What you should do
Please update these lines by replacing "neighboring" with "adjacent" wherever it occurs, leaving everything else unchanged.

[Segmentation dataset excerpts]
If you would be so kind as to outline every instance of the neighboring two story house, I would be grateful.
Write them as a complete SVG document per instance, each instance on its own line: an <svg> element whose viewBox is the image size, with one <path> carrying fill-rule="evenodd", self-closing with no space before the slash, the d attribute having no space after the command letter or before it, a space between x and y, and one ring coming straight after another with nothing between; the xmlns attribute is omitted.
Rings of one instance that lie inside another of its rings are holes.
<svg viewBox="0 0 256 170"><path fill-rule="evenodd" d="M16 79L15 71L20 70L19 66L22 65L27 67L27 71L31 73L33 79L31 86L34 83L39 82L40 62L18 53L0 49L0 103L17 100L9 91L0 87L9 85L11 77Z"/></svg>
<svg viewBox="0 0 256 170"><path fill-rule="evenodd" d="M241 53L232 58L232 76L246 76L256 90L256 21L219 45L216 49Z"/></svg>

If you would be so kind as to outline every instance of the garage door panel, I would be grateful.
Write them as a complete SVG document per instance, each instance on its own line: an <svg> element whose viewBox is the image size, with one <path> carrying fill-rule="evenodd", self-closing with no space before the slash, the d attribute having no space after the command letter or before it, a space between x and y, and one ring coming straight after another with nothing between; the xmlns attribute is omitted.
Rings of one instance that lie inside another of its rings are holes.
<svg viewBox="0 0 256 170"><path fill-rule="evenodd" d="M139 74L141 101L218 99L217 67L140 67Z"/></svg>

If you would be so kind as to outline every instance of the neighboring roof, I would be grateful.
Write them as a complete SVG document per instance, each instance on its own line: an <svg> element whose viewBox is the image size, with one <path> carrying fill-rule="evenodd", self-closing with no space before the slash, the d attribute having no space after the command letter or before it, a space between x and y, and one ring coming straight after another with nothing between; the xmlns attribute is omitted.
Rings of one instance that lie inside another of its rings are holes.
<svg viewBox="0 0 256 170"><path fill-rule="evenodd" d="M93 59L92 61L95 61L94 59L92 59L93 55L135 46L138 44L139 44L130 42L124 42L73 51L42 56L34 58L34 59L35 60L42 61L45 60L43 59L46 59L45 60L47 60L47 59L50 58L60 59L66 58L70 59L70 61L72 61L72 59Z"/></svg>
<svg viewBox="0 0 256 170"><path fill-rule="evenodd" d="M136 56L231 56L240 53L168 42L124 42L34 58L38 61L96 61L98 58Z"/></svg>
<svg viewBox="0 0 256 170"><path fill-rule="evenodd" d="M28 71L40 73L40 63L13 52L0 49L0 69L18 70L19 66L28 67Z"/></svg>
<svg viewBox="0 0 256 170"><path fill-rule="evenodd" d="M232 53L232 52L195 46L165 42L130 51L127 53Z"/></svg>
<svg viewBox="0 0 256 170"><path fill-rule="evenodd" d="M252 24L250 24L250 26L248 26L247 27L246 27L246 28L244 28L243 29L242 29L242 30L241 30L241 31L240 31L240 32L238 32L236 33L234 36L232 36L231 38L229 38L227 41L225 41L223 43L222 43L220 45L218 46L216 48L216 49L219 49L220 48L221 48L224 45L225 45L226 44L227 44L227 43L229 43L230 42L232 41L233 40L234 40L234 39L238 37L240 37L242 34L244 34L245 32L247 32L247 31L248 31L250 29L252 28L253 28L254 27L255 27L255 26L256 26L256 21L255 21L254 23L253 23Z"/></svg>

Output
If you would be so kind as to outline every instance of the adjacent two story house, I would be grateful.
Write them as a complete SVG document per instance, each instance on its own line: an <svg> element whose viewBox is the image size, with one <path> carrying fill-rule="evenodd", self-closing with no space before the slash, the d attribute having no space after the command letter or before it, a space between x and y, and one ring coming straight after another with nothing between; the xmlns attribute is omitted.
Rings of one instance that lie inside another of its rings are holes.
<svg viewBox="0 0 256 170"><path fill-rule="evenodd" d="M16 79L15 71L20 70L19 66L22 65L27 67L27 71L31 73L33 79L31 86L34 83L39 82L40 62L18 53L0 49L0 103L17 100L9 91L0 87L9 85L11 77Z"/></svg>
<svg viewBox="0 0 256 170"><path fill-rule="evenodd" d="M241 53L232 58L232 76L246 76L256 90L256 21L219 45L216 49Z"/></svg>

If you would be so kind as to outline every instance of the garage door panel, I would be grateful.
Write them as a complete SVG document per instance, each instance on its own line: an <svg> element whose viewBox is the image size, with one <path> carrying fill-rule="evenodd", self-closing with no space before the slash, the d attribute having no space after the command letter or before it, a space between x and y, and one ring coming straight after another with nothing between; the xmlns attribute is omitted.
Rings of one instance that lie inside another of its rings are holes.
<svg viewBox="0 0 256 170"><path fill-rule="evenodd" d="M139 74L141 101L218 99L217 67L140 67Z"/></svg>

If you would be so kind as to outline every instance of the adjacent roof, I would be grateful.
Write them as a complete SVG document per instance, each instance on its own line: an <svg> element whose viewBox is the image size, with one <path> carrying fill-rule="evenodd", self-closing with no space before the slash, the d attribute having no space after the command letter or before it, a space between x and y, and one ring coming straight after another with nothing between; the xmlns attribute is omitted.
Rings of one instance that lie inside another of its rings are holes.
<svg viewBox="0 0 256 170"><path fill-rule="evenodd" d="M93 59L92 61L95 61L94 59L92 59L93 55L135 46L138 44L139 44L130 42L124 42L73 51L42 56L34 58L34 59L35 60L42 61L45 60L43 59L46 59L45 60L47 60L47 59L50 58L60 59L66 58L70 59L70 61L72 61L72 59Z"/></svg>
<svg viewBox="0 0 256 170"><path fill-rule="evenodd" d="M136 56L231 56L240 53L168 42L124 42L34 58L38 61L96 61L98 58Z"/></svg>
<svg viewBox="0 0 256 170"><path fill-rule="evenodd" d="M28 71L40 73L40 63L13 52L0 49L0 69L18 70L19 66L28 67Z"/></svg>
<svg viewBox="0 0 256 170"><path fill-rule="evenodd" d="M232 53L232 52L195 46L165 42L130 51L127 53Z"/></svg>
<svg viewBox="0 0 256 170"><path fill-rule="evenodd" d="M252 24L250 24L250 26L248 26L247 27L246 27L246 28L244 28L243 29L242 29L242 30L241 30L241 31L240 31L240 32L238 32L236 33L234 36L232 36L231 38L229 38L227 41L225 41L223 43L222 43L220 45L218 46L216 48L216 49L219 49L220 48L221 48L224 45L225 45L226 44L227 44L227 43L229 43L230 42L232 41L233 40L234 40L234 39L238 37L240 37L242 34L244 34L245 32L247 32L247 31L248 31L250 29L252 28L253 28L254 27L255 27L255 26L256 26L256 21L255 21L254 23L253 23Z"/></svg>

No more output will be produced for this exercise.